Items listed in a dataset:
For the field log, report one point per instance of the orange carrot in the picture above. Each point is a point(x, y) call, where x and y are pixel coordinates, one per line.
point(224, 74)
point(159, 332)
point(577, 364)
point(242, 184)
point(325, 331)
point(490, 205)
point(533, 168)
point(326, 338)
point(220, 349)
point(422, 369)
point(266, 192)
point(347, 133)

* **Goal**
Output every line of the listing above as a JSON array of strings, one string per line, omitting any blank lines.

* **Task result**
[
  "For the field log, report one point per instance of the orange carrot in the picture above. Each point is a point(x, y) call, where x and y are pixel coordinates, one per line.",
  "point(224, 74)",
  "point(159, 332)",
  "point(577, 364)",
  "point(242, 184)",
  "point(325, 331)",
  "point(490, 205)",
  "point(533, 168)",
  "point(326, 338)",
  "point(220, 349)",
  "point(422, 369)",
  "point(266, 192)",
  "point(347, 133)"
]